**LISTED RECORDS**
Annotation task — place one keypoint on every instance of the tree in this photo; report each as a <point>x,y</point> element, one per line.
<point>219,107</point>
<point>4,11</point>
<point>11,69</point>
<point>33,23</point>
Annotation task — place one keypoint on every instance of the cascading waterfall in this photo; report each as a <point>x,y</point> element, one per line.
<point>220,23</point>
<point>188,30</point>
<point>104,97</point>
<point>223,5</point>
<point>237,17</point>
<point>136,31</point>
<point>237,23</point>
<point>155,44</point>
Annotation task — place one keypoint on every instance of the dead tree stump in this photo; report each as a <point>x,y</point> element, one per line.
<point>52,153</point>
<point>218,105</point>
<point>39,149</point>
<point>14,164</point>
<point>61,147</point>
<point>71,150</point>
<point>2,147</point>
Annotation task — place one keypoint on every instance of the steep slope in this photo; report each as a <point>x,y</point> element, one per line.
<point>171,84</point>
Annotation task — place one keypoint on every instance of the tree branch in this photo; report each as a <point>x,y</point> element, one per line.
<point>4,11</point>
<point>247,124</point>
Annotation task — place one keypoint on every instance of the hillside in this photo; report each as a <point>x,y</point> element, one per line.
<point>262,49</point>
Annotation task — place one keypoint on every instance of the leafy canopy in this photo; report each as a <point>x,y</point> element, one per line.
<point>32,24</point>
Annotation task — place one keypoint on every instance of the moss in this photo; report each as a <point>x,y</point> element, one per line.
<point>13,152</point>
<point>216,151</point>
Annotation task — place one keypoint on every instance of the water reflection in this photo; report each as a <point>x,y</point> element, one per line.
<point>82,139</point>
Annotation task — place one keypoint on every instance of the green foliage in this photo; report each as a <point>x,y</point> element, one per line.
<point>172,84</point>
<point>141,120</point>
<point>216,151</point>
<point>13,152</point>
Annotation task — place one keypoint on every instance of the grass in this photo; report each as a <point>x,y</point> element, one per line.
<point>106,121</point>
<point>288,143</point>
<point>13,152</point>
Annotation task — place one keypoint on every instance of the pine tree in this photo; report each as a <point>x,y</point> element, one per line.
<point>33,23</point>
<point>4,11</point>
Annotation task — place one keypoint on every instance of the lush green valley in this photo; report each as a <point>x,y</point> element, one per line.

**TASK GOAL**
Every entry above should be given again exactly as shown.

**TASK OUTPUT**
Annotation task — place one keypoint on every instance of the tree in this photo; report each as a <point>x,y</point> element, one per line.
<point>219,107</point>
<point>4,11</point>
<point>11,69</point>
<point>33,23</point>
Annotation task — place one keypoint on every instance of the cascading waterfall in this photo; report each as a <point>x,y</point> element, one per line.
<point>220,23</point>
<point>188,30</point>
<point>104,97</point>
<point>223,5</point>
<point>237,17</point>
<point>136,31</point>
<point>237,23</point>
<point>155,44</point>
Annotation task — place one keypoint on every instance of the dead tree stump in this photo; report each as a <point>x,y</point> element, one per line.
<point>52,153</point>
<point>218,105</point>
<point>39,149</point>
<point>14,164</point>
<point>61,147</point>
<point>71,150</point>
<point>2,147</point>
Annotation task — place one keypoint on every instance of the steep slope in this photo; report each as a <point>x,y</point> element, one per line.
<point>171,84</point>
Annotation task — place one keypoint on every instance of the tree branch in this photo; report each as a <point>x,y</point> element, one per line.
<point>4,11</point>
<point>247,124</point>
Annotation task — place one keypoint on every instance of the hillside in this photo; report each as a <point>x,y</point> element, one per line.
<point>262,49</point>
Annotation task — place one keypoint on every instance of the leafy canopy in this photo; report each as a <point>x,y</point> element, one per line.
<point>32,24</point>
Annotation task — place one keypoint on every instance of the moss in this photo; report each as a <point>x,y</point> element, one per line.
<point>13,152</point>
<point>216,151</point>
Annotation task — place one keypoint on every instance of the water reflection in this photo; report each as a <point>x,y</point> element, one per line.
<point>82,139</point>
Annotation task — place one keypoint on every instance of the green foliage in this photo; report each as a <point>x,y</point> element, one per line.
<point>172,84</point>
<point>141,120</point>
<point>216,151</point>
<point>13,152</point>
Annotation task — place one keypoint on every instance of the grass in this photo; report each as a <point>x,y</point> element, one per line.
<point>106,121</point>
<point>288,143</point>
<point>13,152</point>
Annotation task — place one keypoint on every instance of the pine tree in this photo; report each as a <point>x,y</point> element, one per line.
<point>33,23</point>
<point>4,11</point>
Annotation task — place one keypoint on every instance of the lush green valley in this photo; report each as a <point>x,y</point> element, one per line.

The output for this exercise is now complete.